## Data entries
>>>>

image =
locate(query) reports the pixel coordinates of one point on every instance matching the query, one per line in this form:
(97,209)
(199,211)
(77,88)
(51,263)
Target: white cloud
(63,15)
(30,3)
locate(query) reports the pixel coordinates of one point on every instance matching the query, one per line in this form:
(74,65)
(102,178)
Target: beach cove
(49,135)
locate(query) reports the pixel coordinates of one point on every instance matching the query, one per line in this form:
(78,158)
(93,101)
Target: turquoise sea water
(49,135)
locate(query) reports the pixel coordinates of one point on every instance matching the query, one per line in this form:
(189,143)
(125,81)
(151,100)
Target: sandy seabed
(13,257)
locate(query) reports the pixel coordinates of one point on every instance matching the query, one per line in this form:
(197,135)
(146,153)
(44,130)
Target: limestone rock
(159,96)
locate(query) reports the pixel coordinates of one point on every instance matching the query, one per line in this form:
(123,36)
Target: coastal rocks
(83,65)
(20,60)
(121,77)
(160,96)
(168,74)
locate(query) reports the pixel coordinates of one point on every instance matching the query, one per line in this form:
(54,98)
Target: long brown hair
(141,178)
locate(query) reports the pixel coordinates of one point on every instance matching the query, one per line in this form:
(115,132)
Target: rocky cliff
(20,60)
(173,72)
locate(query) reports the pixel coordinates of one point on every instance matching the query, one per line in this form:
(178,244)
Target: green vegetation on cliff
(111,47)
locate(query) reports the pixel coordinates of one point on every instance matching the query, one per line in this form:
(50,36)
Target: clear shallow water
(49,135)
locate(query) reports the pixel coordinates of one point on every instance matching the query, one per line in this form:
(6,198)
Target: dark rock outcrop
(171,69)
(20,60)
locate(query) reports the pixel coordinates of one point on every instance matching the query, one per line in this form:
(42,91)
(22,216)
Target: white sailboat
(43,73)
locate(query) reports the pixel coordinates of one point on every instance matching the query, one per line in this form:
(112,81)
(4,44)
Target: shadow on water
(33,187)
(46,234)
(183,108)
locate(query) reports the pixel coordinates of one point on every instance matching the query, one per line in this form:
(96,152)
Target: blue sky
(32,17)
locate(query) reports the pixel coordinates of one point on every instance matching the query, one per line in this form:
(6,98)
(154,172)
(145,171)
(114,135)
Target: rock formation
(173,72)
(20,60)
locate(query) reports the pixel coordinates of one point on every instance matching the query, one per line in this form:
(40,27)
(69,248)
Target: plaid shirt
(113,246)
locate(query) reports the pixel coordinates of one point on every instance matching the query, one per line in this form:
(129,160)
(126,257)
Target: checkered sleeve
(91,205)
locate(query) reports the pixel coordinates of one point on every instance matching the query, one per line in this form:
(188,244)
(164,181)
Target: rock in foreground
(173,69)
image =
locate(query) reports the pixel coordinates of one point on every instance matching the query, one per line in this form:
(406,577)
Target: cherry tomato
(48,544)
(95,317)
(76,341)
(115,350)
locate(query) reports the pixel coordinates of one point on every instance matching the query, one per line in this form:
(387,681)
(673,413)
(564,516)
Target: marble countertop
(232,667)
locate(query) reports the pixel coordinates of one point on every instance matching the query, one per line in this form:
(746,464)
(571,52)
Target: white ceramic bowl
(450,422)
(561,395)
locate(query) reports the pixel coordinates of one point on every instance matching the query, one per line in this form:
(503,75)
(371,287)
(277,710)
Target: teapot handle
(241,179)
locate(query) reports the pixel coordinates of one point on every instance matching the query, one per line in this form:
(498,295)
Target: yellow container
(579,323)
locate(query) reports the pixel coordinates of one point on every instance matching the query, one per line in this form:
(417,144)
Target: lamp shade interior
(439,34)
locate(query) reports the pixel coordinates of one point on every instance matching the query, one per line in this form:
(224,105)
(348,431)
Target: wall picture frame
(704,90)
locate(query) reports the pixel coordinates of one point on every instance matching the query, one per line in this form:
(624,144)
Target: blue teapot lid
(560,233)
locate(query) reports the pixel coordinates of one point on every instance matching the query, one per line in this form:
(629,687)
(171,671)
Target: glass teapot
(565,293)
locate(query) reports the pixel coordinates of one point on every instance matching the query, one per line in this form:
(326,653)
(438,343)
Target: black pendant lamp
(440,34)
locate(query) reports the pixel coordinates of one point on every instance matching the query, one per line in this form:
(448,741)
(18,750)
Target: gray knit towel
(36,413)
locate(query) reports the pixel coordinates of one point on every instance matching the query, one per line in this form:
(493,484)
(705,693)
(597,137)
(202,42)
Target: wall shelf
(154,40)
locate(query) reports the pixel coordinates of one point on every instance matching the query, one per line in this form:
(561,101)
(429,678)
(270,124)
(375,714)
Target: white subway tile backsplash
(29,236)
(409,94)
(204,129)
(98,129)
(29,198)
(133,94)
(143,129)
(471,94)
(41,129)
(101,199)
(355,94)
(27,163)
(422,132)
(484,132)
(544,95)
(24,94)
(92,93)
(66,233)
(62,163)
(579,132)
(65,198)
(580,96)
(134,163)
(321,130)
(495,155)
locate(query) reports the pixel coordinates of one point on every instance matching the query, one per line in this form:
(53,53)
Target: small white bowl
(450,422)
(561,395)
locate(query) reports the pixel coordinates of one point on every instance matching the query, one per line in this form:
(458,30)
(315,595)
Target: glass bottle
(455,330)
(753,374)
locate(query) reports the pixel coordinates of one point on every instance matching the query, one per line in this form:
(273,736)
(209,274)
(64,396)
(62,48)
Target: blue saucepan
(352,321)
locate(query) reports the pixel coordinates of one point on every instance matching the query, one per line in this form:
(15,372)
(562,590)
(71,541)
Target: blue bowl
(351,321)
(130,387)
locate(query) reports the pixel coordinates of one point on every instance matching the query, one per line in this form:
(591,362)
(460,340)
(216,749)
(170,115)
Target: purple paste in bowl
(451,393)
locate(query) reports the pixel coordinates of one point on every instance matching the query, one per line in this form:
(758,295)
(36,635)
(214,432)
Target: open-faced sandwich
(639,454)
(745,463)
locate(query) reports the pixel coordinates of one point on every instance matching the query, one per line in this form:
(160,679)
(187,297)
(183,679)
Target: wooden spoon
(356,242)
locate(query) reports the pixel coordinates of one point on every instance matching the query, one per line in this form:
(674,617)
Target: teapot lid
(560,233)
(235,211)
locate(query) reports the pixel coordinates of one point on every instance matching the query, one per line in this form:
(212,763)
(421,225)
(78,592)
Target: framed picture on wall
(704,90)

<<<<

## Requirements
Please output every record, keeping each line exact.

## Answer for this exercise
image =
locate(query) reports the pixel coordinates of one point on every instance matching the query, one per line in this form:
(97,209)
(199,211)
(77,88)
(51,263)
Target: white cloud
(63,15)
(30,3)
locate(query) reports the pixel coordinates of one point on every instance matching the query, one per line in this form:
(74,65)
(102,178)
Target: beach cove
(49,135)
locate(query) reports the pixel coordinates of one point on every instance matching the query, one per line in this form:
(78,158)
(93,101)
Target: turquoise sea water
(49,135)
locate(query) reports the pixel coordinates of one point on every instance matching the query, one per line in this form:
(189,143)
(125,81)
(151,100)
Target: sandy seabed
(13,257)
locate(query) reports the pixel coordinates of one point on every instance matching the query, one per line in this form:
(197,135)
(146,153)
(44,130)
Target: limestone rock
(159,96)
locate(query) reports the pixel coordinates of one point on every instance matching the query, one per line in this form:
(123,36)
Target: coastal rocks
(83,65)
(20,60)
(121,77)
(160,96)
(168,74)
locate(query) reports the pixel coordinates of one point on every instance matching the query, one per line in this form:
(54,98)
Target: long brown hair
(141,178)
locate(query) reports the pixel coordinates of one point on every instance matching the query, one per line in this form:
(115,132)
Target: rocky cliff
(20,60)
(173,72)
locate(query) reports the pixel coordinates of one point on every instance matching the query, one per line in this form:
(178,244)
Target: green vegetation on cliff
(111,47)
locate(query) reports the pixel coordinates of one point on every instance matching the query, one per line in this form:
(50,36)
Target: clear shallow water
(49,135)
locate(query) reports the pixel coordinates of one point on every instance matching the query, one per line in this form:
(6,198)
Target: dark rock outcrop
(171,69)
(20,60)
locate(query) reports the pixel coordinates of one point on every instance matching the query, one per line in this form:
(42,91)
(22,216)
Target: white sailboat
(43,73)
locate(query) reports the pixel coordinates of one point on every instance matching the query, one per line in this form:
(112,81)
(4,44)
Target: shadow on water
(33,187)
(46,234)
(183,108)
locate(query) reports the pixel coordinates of one point on every instance matching the query, one per line in this form:
(96,152)
Target: blue sky
(32,17)
locate(query) reports the pixel coordinates of one point on every instance matching the query, one per line in this form:
(6,98)
(154,172)
(145,171)
(114,135)
Target: rock formation
(173,72)
(20,60)
locate(query) reports the pixel coordinates of one point on every instance matching the query, one per line in this form:
(40,27)
(69,248)
Target: plaid shirt
(113,246)
locate(query) reports the pixel coordinates of one point on every instance matching the query, one per line in this form:
(129,160)
(126,257)
Target: checkered sleeve
(91,205)
locate(query) reports the pixel coordinates of one point on every instance matching the query, one per line in this form:
(188,244)
(164,181)
Target: rock in foreground
(173,69)
image =
locate(query) reports the pixel coordinates of one point on every instance matching the query, one per line in this form:
(406,577)
Target: cherry tomato
(48,544)
(95,317)
(76,341)
(115,350)
locate(query) reports the pixel coordinates of one point on every instance matching the query, one per line in this form:
(387,681)
(673,413)
(564,516)
Target: marble countertop
(232,667)
locate(query) reports the pixel coordinates of one point on every instance matching the query, one per line in this form:
(746,464)
(571,52)
Target: white ceramic bowl
(450,422)
(561,395)
locate(query) reports the pixel coordinates of one point on every instance matching the query, one per line in this form:
(503,75)
(371,287)
(277,710)
Target: teapot handle
(241,179)
locate(query) reports the pixel coordinates of one point on every instance matching the query, one per line in this form:
(498,295)
Target: yellow container
(579,323)
locate(query) reports the pixel coordinates of one point on every instance matching the query, one per line in this form:
(417,144)
Target: lamp shade interior
(439,34)
locate(query) reports the pixel coordinates of one point on every instance matching the query, one per line in this form:
(224,105)
(348,431)
Target: wall picture frame
(704,90)
locate(query) reports the pixel coordinates of one point on every instance matching the query, one per line in this form:
(624,144)
Target: blue teapot lid
(560,233)
locate(query) reports the pixel coordinates of one point on every instance matching the query, one per line in this form:
(629,687)
(171,671)
Target: glass teapot
(565,293)
locate(query) reports the pixel coordinates of one point on every instance matching the query, one per line in this form:
(326,653)
(438,343)
Target: black pendant lamp
(440,34)
locate(query) reports the pixel coordinates of one point on every instance matching the query, one per line in this form:
(448,741)
(18,750)
Target: gray knit towel
(36,413)
locate(query) reports the pixel coordinates of one point on every instance matching the query, one per line in this form:
(493,484)
(705,693)
(597,137)
(202,42)
Target: wall shelf
(154,40)
locate(query) reports the pixel coordinates of one point on every instance matching the query, one per line in this form:
(561,101)
(429,678)
(270,124)
(375,714)
Target: white subway tile backsplash
(29,236)
(409,94)
(204,129)
(98,129)
(29,198)
(133,94)
(143,129)
(471,94)
(41,129)
(101,199)
(355,94)
(27,163)
(422,132)
(484,132)
(544,95)
(24,94)
(92,93)
(66,233)
(62,163)
(579,132)
(65,198)
(580,96)
(134,163)
(321,130)
(495,155)
locate(query) reports the pixel coordinates of one point on every instance matching the query, one per line in this form:
(53,53)
Target: small white bowl
(450,422)
(561,395)
locate(query) reports the pixel coordinates of one point on every instance matching the query, one per line in this form:
(458,30)
(315,595)
Target: glass bottle
(455,330)
(753,374)
locate(query) reports the pixel coordinates of one point on every instance matching the query, one per line in this form:
(273,736)
(209,274)
(64,396)
(62,48)
Target: blue saucepan
(352,321)
locate(query) reports the pixel coordinates of one point on every instance matching the query, one per line in this form:
(15,372)
(562,590)
(71,541)
Target: blue bowl
(351,321)
(130,387)
locate(query) reports the pixel coordinates of one point on every instance matching the query, one per line in this form:
(591,362)
(460,340)
(216,749)
(170,115)
Target: purple paste in bowl
(451,393)
locate(query) reports the pixel coordinates of one point on every instance matching the query, one per line in this form:
(758,295)
(36,635)
(214,432)
Target: open-faced sandwich
(639,454)
(745,463)
locate(query) reports the pixel coordinates of one point on every instance matching the query, one per line in this form:
(160,679)
(187,297)
(183,679)
Target: wooden spoon
(356,242)
locate(query) reports the pixel coordinates of one point on every instance matching the query, one per line in this form:
(674,617)
Target: teapot lid
(560,233)
(235,211)
locate(query) reports the pixel coordinates of one point on every instance matching the query, one per line in this form:
(212,763)
(421,225)
(78,592)
Target: framed picture on wall
(704,90)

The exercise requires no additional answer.